ABOUT THIS TASK – Please gather every line in the rows below that contains the word "negative", copying each one in full.

DATASET RECORDS –
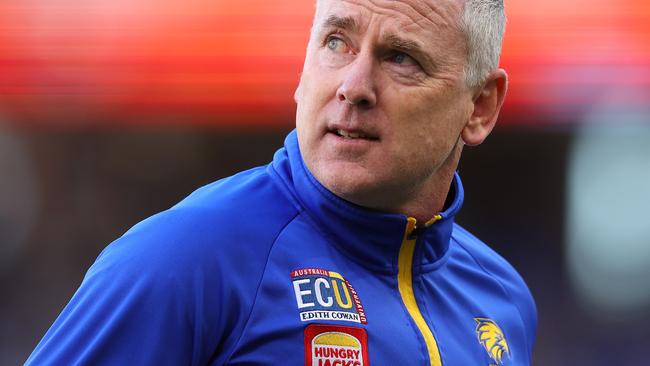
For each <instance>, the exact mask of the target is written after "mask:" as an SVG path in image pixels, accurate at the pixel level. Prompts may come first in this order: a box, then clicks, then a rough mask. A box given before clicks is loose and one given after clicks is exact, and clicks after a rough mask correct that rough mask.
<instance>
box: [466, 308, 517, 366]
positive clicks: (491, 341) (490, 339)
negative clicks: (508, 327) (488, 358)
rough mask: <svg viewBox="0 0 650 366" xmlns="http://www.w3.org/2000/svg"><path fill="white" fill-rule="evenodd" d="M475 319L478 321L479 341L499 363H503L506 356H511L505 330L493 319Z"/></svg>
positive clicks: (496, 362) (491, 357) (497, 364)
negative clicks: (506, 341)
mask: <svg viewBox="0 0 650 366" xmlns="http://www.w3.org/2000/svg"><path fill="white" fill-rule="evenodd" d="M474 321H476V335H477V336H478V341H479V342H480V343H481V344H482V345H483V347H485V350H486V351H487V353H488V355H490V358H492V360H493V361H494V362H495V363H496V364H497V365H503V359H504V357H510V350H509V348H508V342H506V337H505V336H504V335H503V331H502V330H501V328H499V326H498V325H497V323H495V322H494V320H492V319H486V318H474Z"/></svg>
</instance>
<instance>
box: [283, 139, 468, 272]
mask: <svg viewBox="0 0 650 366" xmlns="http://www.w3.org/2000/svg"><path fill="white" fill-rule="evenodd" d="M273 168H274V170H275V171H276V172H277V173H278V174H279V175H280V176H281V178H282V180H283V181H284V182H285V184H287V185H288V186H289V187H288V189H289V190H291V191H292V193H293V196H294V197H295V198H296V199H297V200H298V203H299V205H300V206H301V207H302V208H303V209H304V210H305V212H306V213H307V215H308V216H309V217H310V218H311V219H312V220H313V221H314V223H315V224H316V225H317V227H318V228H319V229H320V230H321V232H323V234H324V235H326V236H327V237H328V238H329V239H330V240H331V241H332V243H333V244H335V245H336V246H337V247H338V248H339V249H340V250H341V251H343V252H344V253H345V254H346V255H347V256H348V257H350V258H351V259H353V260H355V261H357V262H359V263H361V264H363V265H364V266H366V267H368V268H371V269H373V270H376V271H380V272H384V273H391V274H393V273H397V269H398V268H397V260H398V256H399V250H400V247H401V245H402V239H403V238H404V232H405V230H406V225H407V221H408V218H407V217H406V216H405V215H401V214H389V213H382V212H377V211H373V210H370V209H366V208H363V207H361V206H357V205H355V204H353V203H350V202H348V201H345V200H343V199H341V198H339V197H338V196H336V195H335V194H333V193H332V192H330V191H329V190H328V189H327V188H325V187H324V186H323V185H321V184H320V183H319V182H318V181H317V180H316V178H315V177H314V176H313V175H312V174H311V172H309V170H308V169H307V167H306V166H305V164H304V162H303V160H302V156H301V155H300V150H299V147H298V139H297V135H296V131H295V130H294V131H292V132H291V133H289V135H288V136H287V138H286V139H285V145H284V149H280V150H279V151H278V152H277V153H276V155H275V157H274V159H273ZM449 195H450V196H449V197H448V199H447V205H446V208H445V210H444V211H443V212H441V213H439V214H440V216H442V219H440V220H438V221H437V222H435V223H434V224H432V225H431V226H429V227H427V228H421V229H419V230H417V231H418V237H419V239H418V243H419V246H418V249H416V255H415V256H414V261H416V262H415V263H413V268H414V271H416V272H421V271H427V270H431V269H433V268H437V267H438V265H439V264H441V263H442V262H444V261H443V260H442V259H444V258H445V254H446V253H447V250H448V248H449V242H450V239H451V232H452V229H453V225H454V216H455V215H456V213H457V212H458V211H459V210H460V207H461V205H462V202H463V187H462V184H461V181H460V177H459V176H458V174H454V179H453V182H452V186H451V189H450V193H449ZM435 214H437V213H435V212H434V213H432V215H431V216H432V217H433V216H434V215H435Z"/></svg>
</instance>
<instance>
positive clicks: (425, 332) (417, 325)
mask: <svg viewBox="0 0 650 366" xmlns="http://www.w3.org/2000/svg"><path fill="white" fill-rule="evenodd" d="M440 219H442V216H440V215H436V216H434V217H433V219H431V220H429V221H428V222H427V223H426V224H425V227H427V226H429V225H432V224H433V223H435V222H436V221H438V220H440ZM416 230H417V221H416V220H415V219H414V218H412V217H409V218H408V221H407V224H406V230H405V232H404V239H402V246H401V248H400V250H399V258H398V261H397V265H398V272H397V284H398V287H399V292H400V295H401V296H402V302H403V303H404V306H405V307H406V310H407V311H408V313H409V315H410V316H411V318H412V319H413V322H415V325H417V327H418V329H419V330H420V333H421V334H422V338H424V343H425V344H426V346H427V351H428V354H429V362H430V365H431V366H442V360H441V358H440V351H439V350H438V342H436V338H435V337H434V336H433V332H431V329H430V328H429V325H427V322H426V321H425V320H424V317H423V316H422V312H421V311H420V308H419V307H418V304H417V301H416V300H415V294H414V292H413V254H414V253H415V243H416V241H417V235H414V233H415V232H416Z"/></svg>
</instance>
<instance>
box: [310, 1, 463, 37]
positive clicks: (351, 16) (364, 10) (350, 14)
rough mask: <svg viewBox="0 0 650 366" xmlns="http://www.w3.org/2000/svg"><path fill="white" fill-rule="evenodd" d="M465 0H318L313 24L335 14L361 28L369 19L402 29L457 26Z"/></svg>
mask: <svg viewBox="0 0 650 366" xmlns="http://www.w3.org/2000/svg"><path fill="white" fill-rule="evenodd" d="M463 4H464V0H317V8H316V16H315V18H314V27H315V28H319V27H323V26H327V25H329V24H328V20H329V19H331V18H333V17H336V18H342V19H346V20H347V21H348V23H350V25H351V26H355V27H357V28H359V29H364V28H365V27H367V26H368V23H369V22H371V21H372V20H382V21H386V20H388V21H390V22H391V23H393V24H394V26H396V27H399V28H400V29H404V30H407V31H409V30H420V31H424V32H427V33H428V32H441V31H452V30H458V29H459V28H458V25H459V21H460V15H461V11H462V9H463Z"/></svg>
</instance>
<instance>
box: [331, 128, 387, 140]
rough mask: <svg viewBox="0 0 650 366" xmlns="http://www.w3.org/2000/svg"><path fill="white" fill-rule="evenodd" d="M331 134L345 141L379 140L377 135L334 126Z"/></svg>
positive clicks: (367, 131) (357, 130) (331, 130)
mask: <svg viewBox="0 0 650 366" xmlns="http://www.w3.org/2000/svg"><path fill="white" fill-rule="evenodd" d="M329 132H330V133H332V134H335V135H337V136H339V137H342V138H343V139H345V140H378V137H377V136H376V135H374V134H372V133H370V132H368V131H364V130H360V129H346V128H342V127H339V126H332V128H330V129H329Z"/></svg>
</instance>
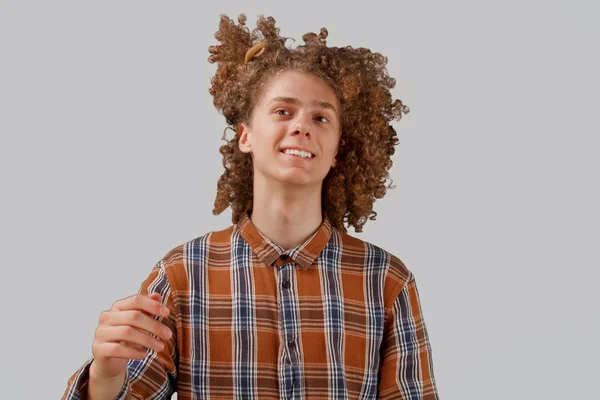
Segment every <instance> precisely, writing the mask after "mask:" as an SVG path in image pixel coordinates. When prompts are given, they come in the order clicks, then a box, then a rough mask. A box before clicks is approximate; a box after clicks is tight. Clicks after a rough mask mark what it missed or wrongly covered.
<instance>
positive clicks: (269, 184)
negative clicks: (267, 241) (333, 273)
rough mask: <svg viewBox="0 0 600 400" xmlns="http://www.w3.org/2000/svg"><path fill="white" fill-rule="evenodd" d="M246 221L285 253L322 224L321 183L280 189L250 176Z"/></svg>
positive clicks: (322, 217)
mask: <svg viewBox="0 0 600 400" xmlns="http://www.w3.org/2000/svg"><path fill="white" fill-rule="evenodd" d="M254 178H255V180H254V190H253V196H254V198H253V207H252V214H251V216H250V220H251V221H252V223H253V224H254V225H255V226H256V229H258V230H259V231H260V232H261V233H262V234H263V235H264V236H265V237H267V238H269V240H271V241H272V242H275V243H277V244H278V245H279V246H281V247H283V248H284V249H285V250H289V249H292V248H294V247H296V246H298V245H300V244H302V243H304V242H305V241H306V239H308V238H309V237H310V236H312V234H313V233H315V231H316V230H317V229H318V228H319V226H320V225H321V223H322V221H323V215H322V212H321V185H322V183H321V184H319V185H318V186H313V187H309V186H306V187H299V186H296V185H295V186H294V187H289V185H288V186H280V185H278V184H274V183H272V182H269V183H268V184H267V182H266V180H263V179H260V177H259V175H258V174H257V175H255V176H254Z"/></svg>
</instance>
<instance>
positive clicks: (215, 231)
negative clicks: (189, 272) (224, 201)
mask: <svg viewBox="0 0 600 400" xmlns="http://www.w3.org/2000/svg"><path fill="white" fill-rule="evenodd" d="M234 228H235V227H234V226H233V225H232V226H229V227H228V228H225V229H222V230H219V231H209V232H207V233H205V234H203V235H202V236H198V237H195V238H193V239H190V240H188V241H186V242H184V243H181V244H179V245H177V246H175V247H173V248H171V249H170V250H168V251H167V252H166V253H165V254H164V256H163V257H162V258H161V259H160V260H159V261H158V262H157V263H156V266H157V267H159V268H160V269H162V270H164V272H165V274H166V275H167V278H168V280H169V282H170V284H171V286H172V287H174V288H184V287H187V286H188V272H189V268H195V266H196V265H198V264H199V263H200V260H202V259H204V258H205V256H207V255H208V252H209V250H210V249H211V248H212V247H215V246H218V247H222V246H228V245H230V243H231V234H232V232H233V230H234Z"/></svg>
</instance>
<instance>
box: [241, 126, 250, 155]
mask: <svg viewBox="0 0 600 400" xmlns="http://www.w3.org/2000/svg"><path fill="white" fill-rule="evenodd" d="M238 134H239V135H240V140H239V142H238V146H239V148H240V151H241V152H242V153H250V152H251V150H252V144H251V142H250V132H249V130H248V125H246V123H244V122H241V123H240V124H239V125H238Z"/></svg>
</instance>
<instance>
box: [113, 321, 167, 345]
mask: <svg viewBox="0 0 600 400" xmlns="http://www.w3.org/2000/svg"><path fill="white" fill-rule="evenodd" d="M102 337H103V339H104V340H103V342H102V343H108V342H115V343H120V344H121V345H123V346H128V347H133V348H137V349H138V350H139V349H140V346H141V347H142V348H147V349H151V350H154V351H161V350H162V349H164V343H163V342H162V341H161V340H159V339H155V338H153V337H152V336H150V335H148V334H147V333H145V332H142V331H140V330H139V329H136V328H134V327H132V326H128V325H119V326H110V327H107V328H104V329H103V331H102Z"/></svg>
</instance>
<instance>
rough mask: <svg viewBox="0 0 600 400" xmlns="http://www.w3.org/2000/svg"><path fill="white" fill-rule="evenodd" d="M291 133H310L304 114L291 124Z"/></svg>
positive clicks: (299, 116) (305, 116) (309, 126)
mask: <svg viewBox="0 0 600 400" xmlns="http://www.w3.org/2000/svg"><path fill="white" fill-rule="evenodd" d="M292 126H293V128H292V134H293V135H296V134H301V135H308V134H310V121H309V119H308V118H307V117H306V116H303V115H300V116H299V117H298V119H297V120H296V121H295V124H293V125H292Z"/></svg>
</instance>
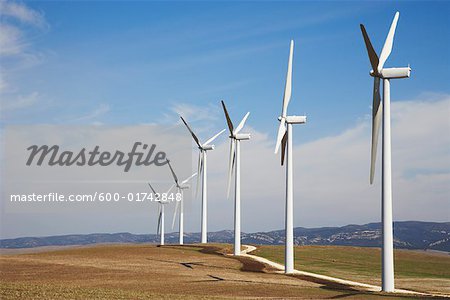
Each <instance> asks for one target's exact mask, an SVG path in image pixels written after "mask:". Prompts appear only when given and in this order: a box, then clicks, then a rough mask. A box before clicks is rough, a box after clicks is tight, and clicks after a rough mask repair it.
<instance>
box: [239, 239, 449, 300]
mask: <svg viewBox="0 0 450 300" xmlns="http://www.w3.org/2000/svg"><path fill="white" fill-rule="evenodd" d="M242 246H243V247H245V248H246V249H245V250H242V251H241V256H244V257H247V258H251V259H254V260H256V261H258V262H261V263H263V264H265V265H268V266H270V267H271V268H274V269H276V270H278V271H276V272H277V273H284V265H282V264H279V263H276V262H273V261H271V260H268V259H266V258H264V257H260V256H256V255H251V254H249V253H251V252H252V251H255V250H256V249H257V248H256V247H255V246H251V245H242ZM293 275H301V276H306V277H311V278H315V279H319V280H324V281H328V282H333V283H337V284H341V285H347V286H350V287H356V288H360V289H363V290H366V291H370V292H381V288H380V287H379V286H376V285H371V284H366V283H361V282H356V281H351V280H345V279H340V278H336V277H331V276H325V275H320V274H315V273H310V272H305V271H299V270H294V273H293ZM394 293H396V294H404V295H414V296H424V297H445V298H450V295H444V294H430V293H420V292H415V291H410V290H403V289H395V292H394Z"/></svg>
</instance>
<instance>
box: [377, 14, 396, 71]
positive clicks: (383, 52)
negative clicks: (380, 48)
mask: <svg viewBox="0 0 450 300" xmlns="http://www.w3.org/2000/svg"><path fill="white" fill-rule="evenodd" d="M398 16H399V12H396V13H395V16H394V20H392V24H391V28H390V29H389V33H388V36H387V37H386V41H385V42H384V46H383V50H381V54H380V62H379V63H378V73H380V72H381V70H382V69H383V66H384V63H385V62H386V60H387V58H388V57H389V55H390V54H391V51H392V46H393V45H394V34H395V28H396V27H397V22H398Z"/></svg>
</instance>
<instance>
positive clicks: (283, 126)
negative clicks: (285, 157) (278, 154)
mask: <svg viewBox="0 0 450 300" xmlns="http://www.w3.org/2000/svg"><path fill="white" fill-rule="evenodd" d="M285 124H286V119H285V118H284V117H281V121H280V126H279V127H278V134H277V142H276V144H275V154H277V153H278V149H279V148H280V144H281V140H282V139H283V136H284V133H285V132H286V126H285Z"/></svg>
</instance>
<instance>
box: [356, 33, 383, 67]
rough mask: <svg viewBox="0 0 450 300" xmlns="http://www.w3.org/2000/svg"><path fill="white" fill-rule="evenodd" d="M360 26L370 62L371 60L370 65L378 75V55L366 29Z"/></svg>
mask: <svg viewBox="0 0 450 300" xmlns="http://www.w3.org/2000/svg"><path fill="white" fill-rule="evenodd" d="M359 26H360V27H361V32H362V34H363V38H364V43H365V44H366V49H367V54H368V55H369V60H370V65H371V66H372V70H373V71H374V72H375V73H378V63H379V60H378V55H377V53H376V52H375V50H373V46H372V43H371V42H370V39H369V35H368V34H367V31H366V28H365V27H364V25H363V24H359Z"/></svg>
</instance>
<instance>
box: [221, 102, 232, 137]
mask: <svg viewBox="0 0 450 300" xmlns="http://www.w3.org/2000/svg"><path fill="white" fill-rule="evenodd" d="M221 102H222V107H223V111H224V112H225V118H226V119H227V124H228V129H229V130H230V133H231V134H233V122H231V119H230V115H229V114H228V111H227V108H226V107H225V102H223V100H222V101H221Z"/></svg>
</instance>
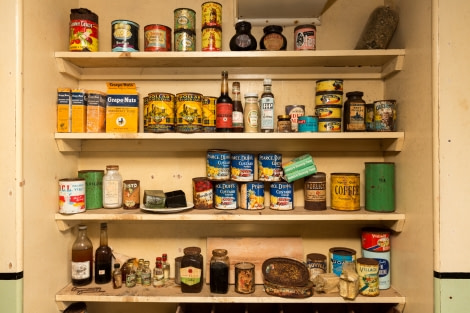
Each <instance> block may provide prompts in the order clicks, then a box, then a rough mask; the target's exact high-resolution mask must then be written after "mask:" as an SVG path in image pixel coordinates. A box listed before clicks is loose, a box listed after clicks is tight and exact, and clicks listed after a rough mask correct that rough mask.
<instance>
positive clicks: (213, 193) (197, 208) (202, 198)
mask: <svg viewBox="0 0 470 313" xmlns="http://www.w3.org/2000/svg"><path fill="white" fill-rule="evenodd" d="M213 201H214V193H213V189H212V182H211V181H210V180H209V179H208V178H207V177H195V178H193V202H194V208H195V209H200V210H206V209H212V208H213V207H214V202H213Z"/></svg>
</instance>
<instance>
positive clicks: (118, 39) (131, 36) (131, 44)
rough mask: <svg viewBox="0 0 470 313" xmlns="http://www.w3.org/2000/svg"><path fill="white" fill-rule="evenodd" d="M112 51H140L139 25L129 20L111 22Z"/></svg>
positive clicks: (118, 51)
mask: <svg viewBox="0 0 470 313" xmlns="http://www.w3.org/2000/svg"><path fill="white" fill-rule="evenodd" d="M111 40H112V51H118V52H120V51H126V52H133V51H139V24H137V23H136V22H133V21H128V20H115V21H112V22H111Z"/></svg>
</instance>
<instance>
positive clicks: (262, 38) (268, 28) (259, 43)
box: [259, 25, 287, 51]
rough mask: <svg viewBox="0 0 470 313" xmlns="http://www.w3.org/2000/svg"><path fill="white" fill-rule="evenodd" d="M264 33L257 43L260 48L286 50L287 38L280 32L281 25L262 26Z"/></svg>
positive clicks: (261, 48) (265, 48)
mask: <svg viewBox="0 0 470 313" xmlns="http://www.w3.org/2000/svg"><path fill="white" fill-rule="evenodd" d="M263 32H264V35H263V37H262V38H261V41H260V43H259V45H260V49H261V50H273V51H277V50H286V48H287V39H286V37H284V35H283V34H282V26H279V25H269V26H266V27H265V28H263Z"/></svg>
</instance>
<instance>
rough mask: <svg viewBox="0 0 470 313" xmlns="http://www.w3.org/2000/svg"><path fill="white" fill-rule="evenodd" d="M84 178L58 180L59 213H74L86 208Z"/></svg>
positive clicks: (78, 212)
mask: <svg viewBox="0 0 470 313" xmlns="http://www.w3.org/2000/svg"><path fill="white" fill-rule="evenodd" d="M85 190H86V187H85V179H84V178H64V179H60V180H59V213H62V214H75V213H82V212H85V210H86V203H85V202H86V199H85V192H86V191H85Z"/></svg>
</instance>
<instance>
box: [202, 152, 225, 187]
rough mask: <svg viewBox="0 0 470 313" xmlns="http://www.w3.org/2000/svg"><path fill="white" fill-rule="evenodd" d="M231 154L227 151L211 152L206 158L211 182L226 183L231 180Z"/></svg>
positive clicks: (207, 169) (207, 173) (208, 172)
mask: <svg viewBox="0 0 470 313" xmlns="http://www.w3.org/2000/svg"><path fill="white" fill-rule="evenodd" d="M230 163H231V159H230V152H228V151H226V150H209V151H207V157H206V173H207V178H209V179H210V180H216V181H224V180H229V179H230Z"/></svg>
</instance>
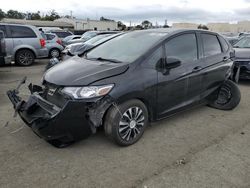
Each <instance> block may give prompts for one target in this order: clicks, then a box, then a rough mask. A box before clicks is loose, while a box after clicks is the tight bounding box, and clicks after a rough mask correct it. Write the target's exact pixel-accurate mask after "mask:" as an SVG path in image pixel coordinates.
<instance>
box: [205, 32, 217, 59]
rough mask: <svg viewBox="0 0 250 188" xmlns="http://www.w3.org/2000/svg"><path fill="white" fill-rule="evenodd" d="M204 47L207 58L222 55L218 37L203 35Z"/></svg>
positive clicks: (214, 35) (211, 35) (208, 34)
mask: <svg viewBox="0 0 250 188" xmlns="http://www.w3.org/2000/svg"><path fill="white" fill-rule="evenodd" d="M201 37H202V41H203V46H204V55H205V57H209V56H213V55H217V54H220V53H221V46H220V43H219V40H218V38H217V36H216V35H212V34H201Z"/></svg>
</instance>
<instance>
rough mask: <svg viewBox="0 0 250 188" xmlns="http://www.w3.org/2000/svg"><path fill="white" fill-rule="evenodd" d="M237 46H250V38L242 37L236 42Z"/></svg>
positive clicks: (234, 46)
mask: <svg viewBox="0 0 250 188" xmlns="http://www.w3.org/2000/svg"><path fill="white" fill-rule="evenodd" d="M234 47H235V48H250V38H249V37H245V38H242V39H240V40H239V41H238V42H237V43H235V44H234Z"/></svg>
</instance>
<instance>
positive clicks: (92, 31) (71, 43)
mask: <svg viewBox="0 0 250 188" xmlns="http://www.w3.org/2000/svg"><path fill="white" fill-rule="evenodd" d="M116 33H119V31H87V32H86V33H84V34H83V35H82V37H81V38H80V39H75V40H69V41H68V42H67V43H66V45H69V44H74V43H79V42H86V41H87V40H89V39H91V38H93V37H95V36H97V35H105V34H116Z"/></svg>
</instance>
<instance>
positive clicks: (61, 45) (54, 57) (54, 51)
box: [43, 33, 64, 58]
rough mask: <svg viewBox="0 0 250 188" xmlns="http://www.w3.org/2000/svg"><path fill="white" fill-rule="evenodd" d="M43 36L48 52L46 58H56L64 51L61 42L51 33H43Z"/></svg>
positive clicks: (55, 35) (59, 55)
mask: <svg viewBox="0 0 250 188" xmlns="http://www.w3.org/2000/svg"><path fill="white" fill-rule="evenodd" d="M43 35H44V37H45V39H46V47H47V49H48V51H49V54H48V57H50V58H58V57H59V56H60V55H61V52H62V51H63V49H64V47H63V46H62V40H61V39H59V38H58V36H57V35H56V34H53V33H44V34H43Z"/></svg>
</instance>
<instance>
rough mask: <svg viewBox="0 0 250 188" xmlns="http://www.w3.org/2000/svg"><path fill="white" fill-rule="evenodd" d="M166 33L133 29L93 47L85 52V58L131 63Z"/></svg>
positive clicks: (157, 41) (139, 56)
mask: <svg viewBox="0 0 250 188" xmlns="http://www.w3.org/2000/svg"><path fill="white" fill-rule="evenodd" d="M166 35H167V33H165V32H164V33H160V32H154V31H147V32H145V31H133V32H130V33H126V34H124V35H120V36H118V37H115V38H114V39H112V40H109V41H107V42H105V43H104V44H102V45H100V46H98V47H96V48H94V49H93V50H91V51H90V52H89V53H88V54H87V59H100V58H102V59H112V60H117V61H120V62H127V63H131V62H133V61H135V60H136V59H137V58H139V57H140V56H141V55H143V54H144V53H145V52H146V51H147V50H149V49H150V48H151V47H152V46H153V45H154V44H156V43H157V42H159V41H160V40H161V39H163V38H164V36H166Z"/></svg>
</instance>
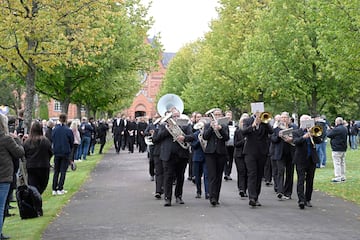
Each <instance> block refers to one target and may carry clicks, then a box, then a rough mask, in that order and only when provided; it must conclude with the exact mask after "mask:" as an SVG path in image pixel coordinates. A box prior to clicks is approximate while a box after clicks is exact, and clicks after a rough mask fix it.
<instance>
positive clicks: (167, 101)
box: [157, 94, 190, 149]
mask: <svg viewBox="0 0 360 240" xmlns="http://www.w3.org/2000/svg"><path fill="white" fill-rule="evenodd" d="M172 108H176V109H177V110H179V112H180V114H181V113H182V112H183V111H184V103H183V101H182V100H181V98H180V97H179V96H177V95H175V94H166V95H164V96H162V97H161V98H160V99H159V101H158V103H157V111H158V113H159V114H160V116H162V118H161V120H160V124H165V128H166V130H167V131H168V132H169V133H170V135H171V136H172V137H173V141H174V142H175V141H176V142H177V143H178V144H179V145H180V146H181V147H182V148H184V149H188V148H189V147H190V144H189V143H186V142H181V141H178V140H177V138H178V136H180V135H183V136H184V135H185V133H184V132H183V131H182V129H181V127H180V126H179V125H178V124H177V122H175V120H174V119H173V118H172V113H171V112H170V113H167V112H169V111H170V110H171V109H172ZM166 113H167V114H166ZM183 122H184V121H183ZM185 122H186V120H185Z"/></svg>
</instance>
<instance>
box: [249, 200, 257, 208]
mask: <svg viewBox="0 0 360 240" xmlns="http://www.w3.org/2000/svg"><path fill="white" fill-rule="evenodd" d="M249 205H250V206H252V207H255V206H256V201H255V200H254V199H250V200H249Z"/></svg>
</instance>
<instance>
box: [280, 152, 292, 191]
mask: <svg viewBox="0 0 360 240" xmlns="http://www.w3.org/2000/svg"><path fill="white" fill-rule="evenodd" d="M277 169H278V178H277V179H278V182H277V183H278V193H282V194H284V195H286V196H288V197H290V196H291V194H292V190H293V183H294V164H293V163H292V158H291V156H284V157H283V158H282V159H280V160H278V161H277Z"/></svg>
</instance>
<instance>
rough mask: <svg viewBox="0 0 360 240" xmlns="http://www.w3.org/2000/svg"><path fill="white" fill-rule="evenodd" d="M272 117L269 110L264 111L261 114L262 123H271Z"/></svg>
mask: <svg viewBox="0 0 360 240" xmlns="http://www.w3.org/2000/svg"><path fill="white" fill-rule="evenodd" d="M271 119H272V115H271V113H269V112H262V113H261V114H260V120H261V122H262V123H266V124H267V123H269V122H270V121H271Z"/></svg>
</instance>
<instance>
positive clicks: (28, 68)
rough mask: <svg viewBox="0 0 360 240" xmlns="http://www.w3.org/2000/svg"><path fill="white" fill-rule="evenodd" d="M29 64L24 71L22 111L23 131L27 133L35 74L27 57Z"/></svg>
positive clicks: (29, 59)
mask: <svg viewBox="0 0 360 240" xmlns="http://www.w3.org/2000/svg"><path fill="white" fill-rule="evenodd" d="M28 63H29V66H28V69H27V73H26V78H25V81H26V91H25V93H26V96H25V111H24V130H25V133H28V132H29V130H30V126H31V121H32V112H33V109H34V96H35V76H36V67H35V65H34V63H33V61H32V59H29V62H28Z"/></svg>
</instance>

WRITTEN RESPONSE –
negative clicks: (508, 327) (488, 358)
negative clicks: (506, 341)
negative clicks: (267, 241) (333, 273)
negative clicks: (189, 272) (224, 201)
negative clicks: (380, 48)
negative clicks: (285, 157) (278, 154)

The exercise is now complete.